■ RECORDS SHOWN
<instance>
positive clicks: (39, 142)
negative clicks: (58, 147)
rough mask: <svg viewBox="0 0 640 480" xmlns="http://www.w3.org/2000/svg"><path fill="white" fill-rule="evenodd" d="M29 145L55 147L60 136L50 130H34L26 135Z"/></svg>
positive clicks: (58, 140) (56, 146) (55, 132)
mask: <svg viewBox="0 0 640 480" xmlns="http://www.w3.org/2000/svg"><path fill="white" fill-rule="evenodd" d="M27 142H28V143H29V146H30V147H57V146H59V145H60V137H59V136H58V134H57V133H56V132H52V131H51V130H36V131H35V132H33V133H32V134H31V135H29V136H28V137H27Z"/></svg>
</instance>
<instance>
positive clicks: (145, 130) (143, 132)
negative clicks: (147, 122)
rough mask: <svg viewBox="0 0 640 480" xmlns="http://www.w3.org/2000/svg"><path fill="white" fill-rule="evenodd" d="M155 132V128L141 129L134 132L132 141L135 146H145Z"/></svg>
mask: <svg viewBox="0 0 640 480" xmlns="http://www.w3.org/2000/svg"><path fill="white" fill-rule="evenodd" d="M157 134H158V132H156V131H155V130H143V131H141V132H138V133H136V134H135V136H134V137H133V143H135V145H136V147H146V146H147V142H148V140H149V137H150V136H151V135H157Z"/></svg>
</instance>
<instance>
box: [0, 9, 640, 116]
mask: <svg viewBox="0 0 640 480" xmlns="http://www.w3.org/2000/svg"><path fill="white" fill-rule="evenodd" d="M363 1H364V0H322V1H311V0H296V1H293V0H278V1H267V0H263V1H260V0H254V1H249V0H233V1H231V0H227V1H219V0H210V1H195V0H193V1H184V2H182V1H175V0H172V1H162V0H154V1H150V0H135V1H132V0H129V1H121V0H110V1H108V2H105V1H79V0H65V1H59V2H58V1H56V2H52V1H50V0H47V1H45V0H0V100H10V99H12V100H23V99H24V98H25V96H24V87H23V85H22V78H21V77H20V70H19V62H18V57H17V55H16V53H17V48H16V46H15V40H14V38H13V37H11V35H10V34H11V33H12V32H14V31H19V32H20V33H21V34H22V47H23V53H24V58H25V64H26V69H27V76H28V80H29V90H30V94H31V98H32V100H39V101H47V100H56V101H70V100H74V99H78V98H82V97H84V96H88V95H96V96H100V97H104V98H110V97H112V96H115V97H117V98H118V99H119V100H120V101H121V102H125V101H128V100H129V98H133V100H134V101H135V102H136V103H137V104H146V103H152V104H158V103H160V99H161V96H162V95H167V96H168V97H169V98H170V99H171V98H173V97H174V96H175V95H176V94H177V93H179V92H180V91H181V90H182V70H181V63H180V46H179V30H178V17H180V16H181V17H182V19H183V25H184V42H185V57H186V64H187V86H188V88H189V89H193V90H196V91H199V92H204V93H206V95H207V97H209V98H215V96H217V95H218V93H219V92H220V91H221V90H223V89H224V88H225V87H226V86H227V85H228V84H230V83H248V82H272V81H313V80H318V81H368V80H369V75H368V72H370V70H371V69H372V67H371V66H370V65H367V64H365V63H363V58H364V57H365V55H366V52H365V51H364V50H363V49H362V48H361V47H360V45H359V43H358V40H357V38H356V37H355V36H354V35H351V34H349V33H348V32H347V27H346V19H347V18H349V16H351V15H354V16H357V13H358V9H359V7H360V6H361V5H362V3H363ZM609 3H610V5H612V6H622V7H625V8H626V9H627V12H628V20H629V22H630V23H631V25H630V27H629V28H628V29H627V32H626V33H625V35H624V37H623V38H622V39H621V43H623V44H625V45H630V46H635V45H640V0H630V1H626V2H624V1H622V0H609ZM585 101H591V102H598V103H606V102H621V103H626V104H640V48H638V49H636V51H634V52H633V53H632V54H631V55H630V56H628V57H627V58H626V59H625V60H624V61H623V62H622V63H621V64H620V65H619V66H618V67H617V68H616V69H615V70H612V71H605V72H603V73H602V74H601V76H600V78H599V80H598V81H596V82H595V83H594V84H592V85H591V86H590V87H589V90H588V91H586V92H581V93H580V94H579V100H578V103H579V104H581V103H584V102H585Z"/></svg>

...

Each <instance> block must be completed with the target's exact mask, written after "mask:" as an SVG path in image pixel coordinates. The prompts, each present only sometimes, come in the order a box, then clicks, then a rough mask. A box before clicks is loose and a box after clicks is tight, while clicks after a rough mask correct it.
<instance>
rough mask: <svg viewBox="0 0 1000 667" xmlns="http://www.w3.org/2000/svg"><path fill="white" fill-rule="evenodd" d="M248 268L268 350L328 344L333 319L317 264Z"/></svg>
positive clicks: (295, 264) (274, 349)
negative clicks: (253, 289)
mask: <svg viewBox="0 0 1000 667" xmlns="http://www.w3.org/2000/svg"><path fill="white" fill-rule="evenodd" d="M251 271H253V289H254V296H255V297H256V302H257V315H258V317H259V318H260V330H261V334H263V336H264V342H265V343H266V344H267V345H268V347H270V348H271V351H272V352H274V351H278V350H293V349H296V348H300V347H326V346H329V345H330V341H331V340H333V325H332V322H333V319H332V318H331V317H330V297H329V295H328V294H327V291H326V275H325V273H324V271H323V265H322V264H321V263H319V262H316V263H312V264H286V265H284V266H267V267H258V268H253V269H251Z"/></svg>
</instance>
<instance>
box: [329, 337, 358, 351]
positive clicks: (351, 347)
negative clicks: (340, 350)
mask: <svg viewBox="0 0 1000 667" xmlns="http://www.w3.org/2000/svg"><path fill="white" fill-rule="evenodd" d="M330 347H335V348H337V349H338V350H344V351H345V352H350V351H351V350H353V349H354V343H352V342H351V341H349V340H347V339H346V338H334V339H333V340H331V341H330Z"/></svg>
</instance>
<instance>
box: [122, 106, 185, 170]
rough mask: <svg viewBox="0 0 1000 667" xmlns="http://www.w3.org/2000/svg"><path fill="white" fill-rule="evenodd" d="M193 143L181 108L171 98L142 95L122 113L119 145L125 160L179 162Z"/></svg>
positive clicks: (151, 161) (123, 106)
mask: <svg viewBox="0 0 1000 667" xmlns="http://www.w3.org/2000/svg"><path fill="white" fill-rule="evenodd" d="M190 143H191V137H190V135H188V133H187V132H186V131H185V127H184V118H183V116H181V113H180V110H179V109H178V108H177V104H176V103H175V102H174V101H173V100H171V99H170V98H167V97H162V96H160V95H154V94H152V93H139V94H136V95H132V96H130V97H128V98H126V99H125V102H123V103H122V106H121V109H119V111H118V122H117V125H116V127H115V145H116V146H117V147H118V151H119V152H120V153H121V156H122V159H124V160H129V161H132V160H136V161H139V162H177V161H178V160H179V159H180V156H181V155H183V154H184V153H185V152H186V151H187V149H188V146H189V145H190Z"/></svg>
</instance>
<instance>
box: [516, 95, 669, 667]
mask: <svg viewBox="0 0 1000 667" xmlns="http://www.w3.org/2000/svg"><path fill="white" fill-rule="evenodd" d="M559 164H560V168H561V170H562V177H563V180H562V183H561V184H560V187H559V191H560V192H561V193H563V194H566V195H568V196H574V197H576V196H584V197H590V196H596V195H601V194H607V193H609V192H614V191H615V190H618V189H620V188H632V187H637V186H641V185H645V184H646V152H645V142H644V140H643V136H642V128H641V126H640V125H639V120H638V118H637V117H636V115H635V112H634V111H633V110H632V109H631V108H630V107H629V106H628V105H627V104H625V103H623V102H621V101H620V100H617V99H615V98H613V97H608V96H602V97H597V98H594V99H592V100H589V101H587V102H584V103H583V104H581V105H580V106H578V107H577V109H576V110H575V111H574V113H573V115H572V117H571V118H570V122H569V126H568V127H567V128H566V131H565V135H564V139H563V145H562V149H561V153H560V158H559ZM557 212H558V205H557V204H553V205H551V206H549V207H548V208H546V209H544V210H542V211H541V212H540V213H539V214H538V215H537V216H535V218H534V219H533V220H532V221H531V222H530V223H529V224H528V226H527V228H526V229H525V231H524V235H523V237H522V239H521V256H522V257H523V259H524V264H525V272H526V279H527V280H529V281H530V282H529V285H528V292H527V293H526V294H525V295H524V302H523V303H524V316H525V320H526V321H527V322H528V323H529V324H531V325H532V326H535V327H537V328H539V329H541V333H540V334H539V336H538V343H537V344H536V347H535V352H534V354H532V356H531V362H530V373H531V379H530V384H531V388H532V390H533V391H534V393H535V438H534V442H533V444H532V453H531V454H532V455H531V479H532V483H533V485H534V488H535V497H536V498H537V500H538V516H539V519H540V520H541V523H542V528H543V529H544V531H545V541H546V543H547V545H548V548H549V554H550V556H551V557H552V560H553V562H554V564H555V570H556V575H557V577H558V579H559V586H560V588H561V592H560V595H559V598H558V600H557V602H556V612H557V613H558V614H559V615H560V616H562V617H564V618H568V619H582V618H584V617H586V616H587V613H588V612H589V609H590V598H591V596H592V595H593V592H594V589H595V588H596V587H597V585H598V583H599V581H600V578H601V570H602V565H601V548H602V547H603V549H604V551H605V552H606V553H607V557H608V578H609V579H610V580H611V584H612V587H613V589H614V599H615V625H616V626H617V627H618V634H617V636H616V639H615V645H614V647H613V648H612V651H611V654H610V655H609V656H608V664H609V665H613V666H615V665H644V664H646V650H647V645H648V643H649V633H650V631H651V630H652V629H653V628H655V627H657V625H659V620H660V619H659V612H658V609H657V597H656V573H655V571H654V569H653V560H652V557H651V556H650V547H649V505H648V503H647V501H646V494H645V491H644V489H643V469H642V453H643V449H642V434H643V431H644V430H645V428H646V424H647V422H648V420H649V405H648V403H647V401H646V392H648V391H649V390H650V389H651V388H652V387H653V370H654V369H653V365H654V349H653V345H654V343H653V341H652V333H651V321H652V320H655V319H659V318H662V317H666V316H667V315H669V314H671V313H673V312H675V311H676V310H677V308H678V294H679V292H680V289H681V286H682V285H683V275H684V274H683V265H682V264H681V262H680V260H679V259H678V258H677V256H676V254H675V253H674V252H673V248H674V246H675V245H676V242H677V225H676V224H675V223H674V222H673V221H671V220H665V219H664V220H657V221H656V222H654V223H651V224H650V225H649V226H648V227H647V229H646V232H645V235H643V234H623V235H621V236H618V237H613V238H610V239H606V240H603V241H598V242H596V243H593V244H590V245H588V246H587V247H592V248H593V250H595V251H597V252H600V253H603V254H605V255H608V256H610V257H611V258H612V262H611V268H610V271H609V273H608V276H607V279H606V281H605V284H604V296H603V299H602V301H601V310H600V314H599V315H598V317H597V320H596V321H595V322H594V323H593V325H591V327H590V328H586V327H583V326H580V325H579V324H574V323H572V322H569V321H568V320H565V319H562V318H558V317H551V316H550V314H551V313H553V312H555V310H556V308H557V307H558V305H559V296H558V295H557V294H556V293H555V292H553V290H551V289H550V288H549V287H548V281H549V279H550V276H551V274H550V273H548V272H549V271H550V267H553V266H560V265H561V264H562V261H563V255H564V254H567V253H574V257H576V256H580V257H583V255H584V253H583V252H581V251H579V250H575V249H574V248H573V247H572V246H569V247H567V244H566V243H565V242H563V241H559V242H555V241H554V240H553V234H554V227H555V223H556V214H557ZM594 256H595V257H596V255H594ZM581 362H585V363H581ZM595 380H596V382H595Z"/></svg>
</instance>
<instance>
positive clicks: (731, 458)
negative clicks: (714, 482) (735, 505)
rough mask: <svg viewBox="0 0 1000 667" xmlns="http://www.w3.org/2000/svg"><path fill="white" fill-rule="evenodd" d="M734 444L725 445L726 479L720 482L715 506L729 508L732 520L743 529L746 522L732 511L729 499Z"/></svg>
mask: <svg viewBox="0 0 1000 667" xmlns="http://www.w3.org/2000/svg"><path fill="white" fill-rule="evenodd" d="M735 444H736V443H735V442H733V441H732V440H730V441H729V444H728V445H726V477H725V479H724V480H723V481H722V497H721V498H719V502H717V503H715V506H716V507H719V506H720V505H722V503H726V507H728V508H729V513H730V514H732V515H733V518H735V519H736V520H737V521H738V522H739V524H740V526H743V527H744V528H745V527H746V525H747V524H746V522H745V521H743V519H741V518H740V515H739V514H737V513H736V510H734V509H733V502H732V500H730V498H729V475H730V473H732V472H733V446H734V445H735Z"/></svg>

==

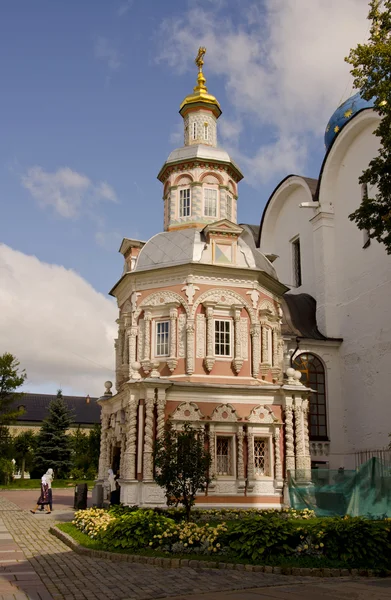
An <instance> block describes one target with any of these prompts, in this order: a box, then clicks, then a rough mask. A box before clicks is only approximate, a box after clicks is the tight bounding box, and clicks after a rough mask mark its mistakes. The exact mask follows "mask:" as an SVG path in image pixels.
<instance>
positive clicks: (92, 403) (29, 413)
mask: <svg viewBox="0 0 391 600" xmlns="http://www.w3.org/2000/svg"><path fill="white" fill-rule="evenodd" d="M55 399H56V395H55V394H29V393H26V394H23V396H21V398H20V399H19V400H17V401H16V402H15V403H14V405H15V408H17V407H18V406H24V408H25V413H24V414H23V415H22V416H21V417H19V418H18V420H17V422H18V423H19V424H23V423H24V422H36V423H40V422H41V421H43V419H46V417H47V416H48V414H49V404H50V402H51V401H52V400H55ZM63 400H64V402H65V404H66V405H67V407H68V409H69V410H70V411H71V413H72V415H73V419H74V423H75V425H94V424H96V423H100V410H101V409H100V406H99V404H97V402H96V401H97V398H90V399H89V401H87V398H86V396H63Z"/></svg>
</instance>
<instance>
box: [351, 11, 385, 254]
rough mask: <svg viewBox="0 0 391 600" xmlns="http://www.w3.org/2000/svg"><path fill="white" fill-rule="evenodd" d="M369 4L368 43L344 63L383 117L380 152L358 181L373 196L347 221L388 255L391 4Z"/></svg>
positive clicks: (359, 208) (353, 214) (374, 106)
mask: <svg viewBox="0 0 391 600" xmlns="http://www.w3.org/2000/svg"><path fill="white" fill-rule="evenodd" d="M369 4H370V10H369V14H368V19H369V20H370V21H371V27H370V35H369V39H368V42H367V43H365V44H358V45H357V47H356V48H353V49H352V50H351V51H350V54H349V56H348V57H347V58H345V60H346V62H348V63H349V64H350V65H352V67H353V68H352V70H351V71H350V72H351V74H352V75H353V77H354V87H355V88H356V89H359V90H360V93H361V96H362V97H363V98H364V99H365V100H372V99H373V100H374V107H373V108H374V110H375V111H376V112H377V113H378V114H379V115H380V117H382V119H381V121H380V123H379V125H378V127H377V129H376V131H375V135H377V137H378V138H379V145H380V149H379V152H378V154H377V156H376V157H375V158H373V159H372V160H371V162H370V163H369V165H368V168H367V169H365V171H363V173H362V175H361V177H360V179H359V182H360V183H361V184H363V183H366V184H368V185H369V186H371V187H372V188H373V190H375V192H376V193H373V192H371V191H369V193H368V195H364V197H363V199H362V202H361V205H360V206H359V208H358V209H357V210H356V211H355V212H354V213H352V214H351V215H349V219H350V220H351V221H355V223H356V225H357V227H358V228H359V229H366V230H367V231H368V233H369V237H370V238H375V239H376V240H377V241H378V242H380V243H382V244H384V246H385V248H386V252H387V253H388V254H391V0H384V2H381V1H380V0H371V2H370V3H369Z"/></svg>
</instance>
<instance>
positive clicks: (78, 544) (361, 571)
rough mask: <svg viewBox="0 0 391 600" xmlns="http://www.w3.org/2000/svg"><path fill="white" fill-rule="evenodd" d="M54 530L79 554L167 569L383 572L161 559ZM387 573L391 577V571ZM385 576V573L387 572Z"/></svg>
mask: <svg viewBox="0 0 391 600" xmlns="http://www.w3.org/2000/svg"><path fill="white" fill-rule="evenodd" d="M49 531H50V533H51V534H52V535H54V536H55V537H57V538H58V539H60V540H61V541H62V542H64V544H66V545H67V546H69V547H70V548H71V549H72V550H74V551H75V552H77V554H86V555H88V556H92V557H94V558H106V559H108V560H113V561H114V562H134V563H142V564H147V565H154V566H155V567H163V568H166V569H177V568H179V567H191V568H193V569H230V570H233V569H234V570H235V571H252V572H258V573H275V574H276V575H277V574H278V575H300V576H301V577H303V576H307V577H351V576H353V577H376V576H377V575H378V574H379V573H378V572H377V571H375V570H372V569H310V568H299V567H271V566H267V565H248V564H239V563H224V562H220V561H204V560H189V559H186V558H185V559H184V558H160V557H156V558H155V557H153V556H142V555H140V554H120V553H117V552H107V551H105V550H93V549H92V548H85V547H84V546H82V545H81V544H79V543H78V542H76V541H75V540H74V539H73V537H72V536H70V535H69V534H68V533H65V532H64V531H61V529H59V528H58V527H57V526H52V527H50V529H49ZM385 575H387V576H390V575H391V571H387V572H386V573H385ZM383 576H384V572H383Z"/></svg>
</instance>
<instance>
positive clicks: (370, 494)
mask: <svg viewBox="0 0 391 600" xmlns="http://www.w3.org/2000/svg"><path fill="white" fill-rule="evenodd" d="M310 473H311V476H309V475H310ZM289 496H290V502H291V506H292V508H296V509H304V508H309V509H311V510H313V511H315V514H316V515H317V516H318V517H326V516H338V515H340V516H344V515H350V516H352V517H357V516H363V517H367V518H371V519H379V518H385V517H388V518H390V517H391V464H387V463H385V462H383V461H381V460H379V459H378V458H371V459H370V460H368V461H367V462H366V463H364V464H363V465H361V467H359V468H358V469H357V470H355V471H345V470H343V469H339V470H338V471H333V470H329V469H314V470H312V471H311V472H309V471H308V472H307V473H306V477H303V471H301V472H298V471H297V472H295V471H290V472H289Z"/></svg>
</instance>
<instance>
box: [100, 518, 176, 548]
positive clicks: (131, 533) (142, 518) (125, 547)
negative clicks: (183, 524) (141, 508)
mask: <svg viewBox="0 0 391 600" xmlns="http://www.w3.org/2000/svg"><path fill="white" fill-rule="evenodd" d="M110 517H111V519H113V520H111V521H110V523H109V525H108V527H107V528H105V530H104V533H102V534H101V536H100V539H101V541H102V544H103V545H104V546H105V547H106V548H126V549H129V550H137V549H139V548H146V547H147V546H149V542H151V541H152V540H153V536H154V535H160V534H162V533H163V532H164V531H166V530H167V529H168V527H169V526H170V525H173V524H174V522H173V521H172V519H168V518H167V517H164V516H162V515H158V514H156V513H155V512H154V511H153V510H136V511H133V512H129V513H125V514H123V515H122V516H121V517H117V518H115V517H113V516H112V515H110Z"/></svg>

■ TASK STATEMENT
In the entries above, work out how many lines contain the string "order", and give only that number.

■ RESPONSE TO THIS EXERCISE
2